#### Kısa soru 1:
Aşağıdaki Tom Barrack röportajıyla ilgili haberi okuyup şu soruları yanıtlayın:
(a) Röportaj hangi gazetenin internet sitesinde yayımlandı?
(b) Barrack'a göre Irak'ta yaklaşık ne kadar para harcandı?
(c) Röportaj haftanın hangi günü yayımlandı?
#### Kısa soru 2:
Aşağıdaki Tom Barrack röportajıyla ilgili haberi okuyun. Her ifadenin haberle uyuşup uyuşmadığını evet ya da hayır diye belirtin ve kararınızı dayandırdığınız sözleri haberden aynen aktarın.
(a) Barrack, Irak sürecinin İran'ın güç kazanmasıyla sonuçlandığını söyledi.
(b) Röportaj Katar merkezli bir medya grubuna verildi.
(c) Barrack, Irak'taki felaketin on yıl sürdüğünü söyledi.
#### Kısa soru 3:
Aşağıdaki Tom Barrack röportajıyla ilgili haberin devamını, son cümlesinden sonrasını yazarak verin.

ABD Özel Temsilcisi: “Ortadoğu'da Balkanlaşmayı biz yarattık”

06 Aralık 2025

ABD’nin Türkiye Büyükelçisi ve Suriye Özel Temsilcisi Thomas Barrack, Cuma günü yayımlanan kapsamlı bir şekilde, Birleşik Arap Emirlikleri merkezli IMI Media Group’a verdiği ve The National gazetesinin internet sitesinde yayımlanan röportajda konuştu.

YDH- ABD’nin Suriye Özel Temsilcisi Tom Barrack, The National gazetesine verdiği geniş kapsamlı söyleşide, Washington’un onlarca yıldır izlediği Ortadoğu politikasını yorumladı.

Barrack, Irak’ın parçalanmasından ABD’nin İran, Lübnan, Suriye ve İsrail’e yönelik tutumuna kadar uzanan analizlerinde, geleneksel diplomatik söylemin ötesine geçen açık ve doğrudan ifadeler kullandı.

Yanlış hesaplamalarla şekillenmiş Amerikan stratejisinin, bölge üzerinde hâlâ etkisi süren ağır jeopolitik sonuçlar doğurduğunu söyledi.

Irak’ı, “bir daha asla yapılmaması gerekenlerin en somut örneği” olarak niteleyen Barrack, süreci yüksek maliyet, siyasal bölünme ve İran’ın güç kazanmasıyla sonuçlanan bir hata zinciri olarak özetledi:

“Yaklaşık üç trilyon dolar harcandı, 20 yıllık felaket bir tarih yaşandı, birkaç yüz bin insan hayatını kaybetti ve sonunda ortada hiçbir şey kalmadı.”

#### Gösterilen malzeme:
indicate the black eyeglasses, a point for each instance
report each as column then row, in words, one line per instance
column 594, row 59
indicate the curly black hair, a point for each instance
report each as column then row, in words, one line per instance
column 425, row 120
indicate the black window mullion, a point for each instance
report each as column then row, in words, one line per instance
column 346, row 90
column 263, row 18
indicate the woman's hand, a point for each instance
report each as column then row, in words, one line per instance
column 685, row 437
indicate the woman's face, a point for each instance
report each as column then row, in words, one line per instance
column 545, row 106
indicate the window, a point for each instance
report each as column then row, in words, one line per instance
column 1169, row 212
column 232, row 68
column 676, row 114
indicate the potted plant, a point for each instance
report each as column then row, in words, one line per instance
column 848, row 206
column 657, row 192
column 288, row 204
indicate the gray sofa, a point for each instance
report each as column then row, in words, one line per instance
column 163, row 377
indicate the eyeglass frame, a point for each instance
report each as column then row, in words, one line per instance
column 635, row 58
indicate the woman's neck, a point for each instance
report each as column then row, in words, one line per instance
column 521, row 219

...

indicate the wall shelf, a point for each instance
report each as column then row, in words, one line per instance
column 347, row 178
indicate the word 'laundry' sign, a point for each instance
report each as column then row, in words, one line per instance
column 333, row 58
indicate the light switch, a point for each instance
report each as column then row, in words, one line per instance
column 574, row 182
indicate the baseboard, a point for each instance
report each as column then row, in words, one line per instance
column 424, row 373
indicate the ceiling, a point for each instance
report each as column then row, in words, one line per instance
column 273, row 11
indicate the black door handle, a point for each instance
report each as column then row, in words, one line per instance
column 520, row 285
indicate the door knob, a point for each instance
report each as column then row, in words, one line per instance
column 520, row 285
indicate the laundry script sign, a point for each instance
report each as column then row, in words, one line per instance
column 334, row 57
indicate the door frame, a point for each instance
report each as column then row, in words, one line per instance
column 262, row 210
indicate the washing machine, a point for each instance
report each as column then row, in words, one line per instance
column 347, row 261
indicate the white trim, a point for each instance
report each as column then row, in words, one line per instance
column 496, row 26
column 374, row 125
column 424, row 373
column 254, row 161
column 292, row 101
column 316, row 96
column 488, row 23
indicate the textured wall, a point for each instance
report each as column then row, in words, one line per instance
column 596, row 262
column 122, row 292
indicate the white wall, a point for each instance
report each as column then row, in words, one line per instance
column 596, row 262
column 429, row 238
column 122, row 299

#### Sonuç 1:
(a) The National gazetesinin internet sitesinde.
(b) Yaklaşık üç trilyon dolar.
(c) Cuma günü.

#### Sonuç 2:
(a) Evet: "İran’ın güç kazanmasıyla sonuçlanan bir hata zinciri"
(b) Hayır: "Birleşik Arap Emirlikleri merkezli IMI Media Group’a"
(c) Hayır: "20 yıllık felaket bir tarih yaşandı"

#### Sonuç 3:
Barrack’a göre ABD, Sünni-Şii-Kürt ayrışmalarıyla şekillenen Irak gerçekliğine “cumhuriyet benzeri” bir model dayatmaya çalıştı; bu girişim ise kısa sürede Balkanlaşmaya yol açtı:

“Bir tür Bağdat federalizmi kuracağız dedik; ardından özerk bir Kürt devleti yarattık. Suriye’de de SDG ve YPG ya da PKK üzerinden benzer bir yapı oluşturduk. Ortaya Yugoslavya benzeri bir Balkanlaşma çıktı.”

Bu parçalı düzenin İran için elverişli bir boşluk yarattığını vurgulayan Barrack, “İran bu boşluğu doldurdu. Milislerin fiilen parlamentonun üzerinde güç sahibi olduğu, çarpık bir yapı kurduk” dedi.

Irak Başbakanı Muhammed Şiya es-Sudani’ye ilişkin değerlendirmelerde de sistem eleştirisini sürdüren Barrack, Sudani’yi yetkin bir lider olarak tanımladı ancak etkin biçimde yönetmesine fırsat tanınmadığını söyledi:

“Çok iyi bir başbakan ama sıfır gücü var. Koalisyon kuramıyor; çünkü Haşdi Şaabi ve benzeri unsurlar sahayı kilitlemiş durumda.”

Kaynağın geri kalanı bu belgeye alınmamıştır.